- Prompt -
Copy the records below word for word, leaving out the pictures.

- Data -
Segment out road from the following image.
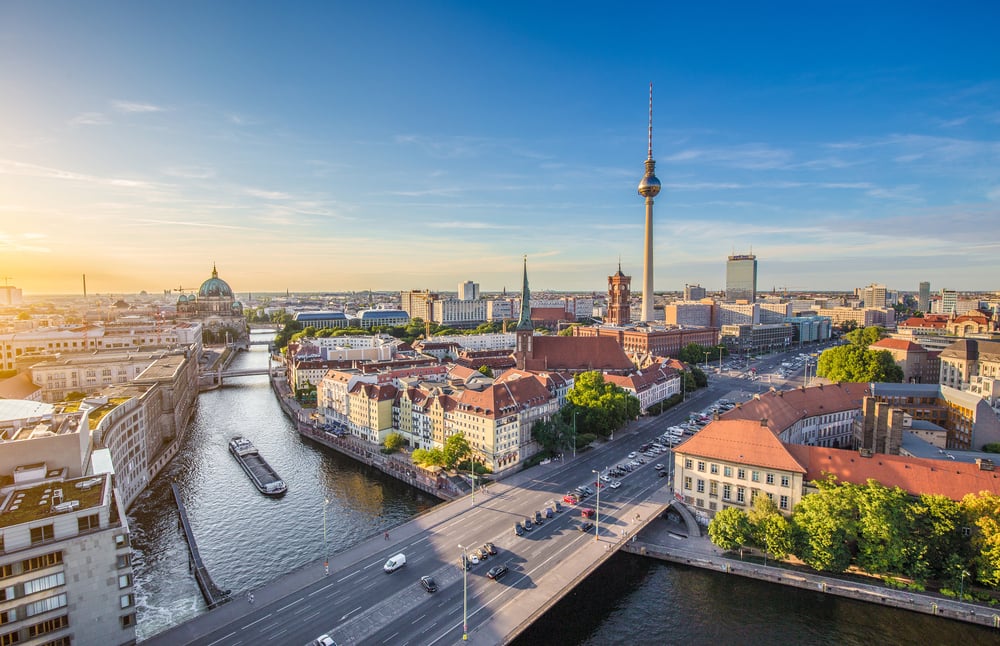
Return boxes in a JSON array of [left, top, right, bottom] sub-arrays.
[[148, 350, 828, 646]]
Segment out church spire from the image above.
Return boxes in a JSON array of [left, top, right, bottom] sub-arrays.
[[516, 256, 534, 330]]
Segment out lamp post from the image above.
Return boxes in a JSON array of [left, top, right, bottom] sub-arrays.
[[590, 469, 601, 541], [458, 545, 469, 641], [323, 498, 330, 576], [573, 410, 580, 459]]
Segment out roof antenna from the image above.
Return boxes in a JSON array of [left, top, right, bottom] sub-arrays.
[[647, 82, 653, 159]]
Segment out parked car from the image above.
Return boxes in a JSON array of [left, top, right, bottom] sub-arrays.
[[486, 565, 507, 581]]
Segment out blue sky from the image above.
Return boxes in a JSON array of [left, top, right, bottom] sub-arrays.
[[0, 0, 1000, 294]]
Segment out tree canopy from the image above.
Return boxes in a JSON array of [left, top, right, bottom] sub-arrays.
[[563, 370, 640, 437], [816, 326, 903, 383]]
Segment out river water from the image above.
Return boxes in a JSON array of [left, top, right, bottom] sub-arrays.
[[129, 335, 1000, 646]]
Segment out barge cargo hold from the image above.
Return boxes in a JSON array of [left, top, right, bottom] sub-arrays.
[[229, 437, 288, 496]]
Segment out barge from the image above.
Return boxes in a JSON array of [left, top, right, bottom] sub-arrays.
[[229, 437, 288, 496]]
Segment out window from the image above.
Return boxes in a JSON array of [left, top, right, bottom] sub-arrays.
[[24, 593, 66, 617], [76, 514, 101, 532], [21, 552, 62, 572], [28, 615, 69, 637], [31, 525, 56, 545], [24, 572, 66, 595]]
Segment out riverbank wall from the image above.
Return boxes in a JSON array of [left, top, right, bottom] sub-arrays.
[[620, 519, 1000, 630]]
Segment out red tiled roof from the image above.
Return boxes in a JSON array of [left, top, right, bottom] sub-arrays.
[[675, 419, 806, 473], [784, 448, 1000, 500], [525, 335, 634, 372], [868, 339, 927, 352], [722, 383, 871, 434]]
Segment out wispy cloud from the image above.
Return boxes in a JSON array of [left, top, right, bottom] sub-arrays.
[[111, 101, 166, 114], [69, 112, 111, 126], [243, 188, 292, 200]]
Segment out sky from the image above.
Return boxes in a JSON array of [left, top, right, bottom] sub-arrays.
[[0, 0, 1000, 296]]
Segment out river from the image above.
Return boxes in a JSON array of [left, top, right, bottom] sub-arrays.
[[129, 337, 998, 646]]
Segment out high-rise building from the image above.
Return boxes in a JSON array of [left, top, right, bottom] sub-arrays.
[[726, 253, 757, 303], [607, 264, 632, 326], [639, 83, 660, 321], [859, 283, 888, 307], [941, 289, 958, 314], [917, 281, 931, 314], [458, 280, 479, 301], [684, 285, 706, 301]]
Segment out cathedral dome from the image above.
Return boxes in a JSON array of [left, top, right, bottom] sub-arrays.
[[198, 265, 233, 298]]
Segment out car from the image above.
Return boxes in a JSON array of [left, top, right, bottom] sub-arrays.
[[486, 565, 507, 581]]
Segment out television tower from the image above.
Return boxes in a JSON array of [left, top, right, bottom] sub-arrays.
[[639, 83, 660, 322]]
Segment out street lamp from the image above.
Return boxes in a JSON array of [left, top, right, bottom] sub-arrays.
[[458, 545, 469, 641], [573, 410, 580, 459], [590, 469, 601, 541], [323, 498, 330, 576]]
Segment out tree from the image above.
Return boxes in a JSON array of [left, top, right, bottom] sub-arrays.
[[442, 433, 472, 469], [747, 494, 794, 559], [708, 507, 753, 552], [410, 448, 445, 467], [563, 370, 640, 437], [857, 480, 913, 573], [961, 491, 1000, 588], [792, 476, 858, 572], [382, 433, 406, 453]]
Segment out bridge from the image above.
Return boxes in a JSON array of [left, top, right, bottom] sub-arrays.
[[139, 410, 697, 646]]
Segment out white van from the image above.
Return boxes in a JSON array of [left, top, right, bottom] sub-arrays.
[[382, 553, 406, 574]]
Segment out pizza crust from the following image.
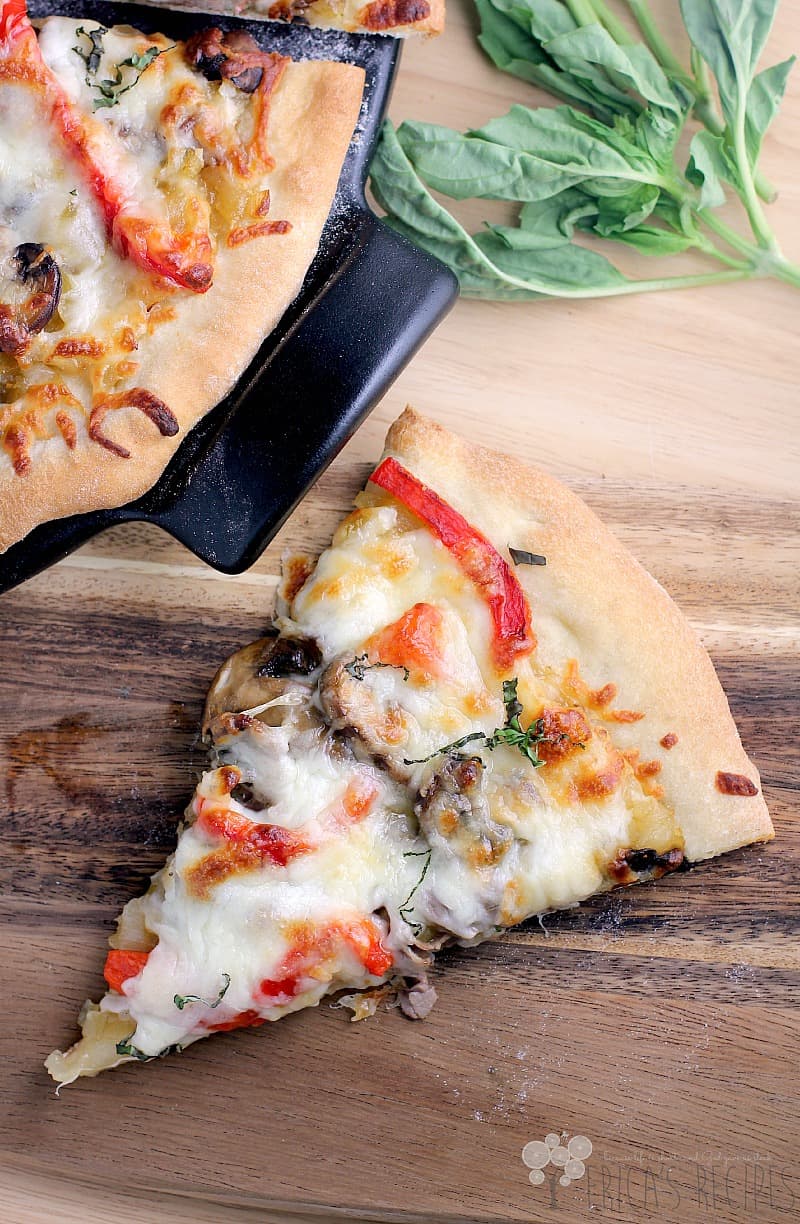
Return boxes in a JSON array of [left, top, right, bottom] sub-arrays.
[[0, 61, 365, 551], [387, 409, 774, 862]]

- Answer -
Segment out road from the following image.
Return boxes in a JSON array of [left, top, right, bottom] sub-arrays.
[[148, 350, 828, 646]]
Segment out church spire from the image above.
Return boxes in a JSON array of [left, top, right, bottom] sub-arrays.
[[516, 256, 534, 330]]
Segment out lamp post from the image above.
Return boxes in a JSON array of [left, top, right, bottom] sub-arrays.
[[590, 469, 601, 541], [458, 545, 469, 641], [323, 498, 330, 576], [573, 410, 580, 459]]
Segment out roof antenna from the image above.
Return boxes in a JSON array of [left, top, right, bottom] sub-arrays.
[[647, 82, 653, 159]]
Segment out parked car from the image above.
Return boxes in a JSON array of [left, top, right, bottom] sub-arrays.
[[486, 565, 507, 581]]
Segment out blue sky from the image above.
Return boxes in a JSON array of [left, top, right, bottom] sub-arrays.
[[0, 0, 1000, 294]]
Segment out tree canopy from the image above.
Return boxes in a JSON array of [left, top, right, bottom] sub-arrays.
[[563, 370, 640, 437], [816, 326, 903, 383]]
Segment out river water from the image above.
Return boxes in a JSON array of [left, top, right, bottom] sub-arrays.
[[129, 335, 1000, 646]]
Segment out barge cargo hold from the image above.
Return boxes in a JSON array of [left, top, right, bottom] sub-arrays.
[[229, 437, 288, 496]]
Segment out barge from the image above.
Return boxes in a JSON array of [left, top, right, bottom] sub-arrays.
[[229, 437, 288, 496]]
Segment out window from the image above.
Return boxes in a JSON array of [left, top, right, bottom] sub-arrays.
[[24, 593, 66, 617], [76, 514, 101, 532], [21, 552, 62, 572], [28, 615, 69, 637], [31, 525, 56, 545], [24, 572, 66, 595]]
Segment out riverbank wall from the image above.
Return boxes in a JSON array of [left, top, right, bottom] sub-arrays.
[[620, 519, 1000, 630]]
Segment out red tiled roof from the image above.
Return boxes in a JSON array of [left, top, right, bottom] sub-arrays.
[[675, 419, 806, 473], [784, 448, 1000, 500], [525, 335, 634, 372], [868, 339, 927, 352], [722, 383, 871, 434]]
Segment out wispy cloud from the image above.
Return boxes in a JSON array of [left, top, right, bottom] sub-arrays.
[[111, 101, 166, 114], [69, 112, 111, 126], [243, 188, 292, 200]]
Segment out sky from the image above.
Return boxes in a JSON array of [left, top, right, bottom] sub-arrays.
[[0, 0, 1000, 296]]
Segment out river from the image above.
Return boxes in a JSON array of [left, top, right, bottom] sub-arrays.
[[129, 337, 998, 646]]
Segment out high-rise building from the image above.
Return boxes in a JSON array of [left, top, right, bottom] sub-arrays.
[[726, 253, 757, 303], [607, 264, 632, 326], [639, 83, 660, 321], [859, 283, 888, 307], [941, 289, 958, 314], [917, 281, 931, 314], [458, 280, 479, 301], [684, 285, 706, 301]]
Segment out cathedral dome from the image above.
Return boxes in a JSON array of [left, top, right, bottom] sub-arrays.
[[198, 265, 233, 298]]
Segment out car from the image above.
Return boxes in a JSON array of [left, top, right, bottom] sub-arrays.
[[486, 565, 507, 581]]
Segment out television tower from the image above.
Return boxes in a JSON array of [left, top, right, bottom] sub-arrays.
[[639, 83, 660, 322]]
Segment out street lamp from the image above.
Return boxes in a JSON array of [left, top, right, bottom] sub-arrays.
[[458, 545, 469, 641], [573, 410, 580, 459], [590, 469, 601, 541], [323, 498, 330, 576]]
Segment out tree from the image above.
Return boxes in a JSON array of [left, top, right, bottom] sub-arrays.
[[442, 433, 472, 469], [747, 494, 794, 559], [708, 507, 753, 552], [410, 448, 445, 467], [563, 370, 640, 437], [857, 480, 913, 573], [961, 491, 1000, 588], [792, 476, 858, 572], [382, 433, 406, 453]]
Segment out bridge from the image above.
Return boxes in a JSON array of [left, top, right, bottom] sub-arrays.
[[139, 410, 697, 646]]
Segment out white van from the image above.
Return boxes in a JSON array of [left, top, right, bottom] sub-arrays.
[[382, 553, 406, 574]]
Segment out pizza crust from the following image.
Return boxes in a JSON array of [left, top, right, bottom] sub-arrays.
[[0, 61, 365, 551], [387, 409, 774, 862]]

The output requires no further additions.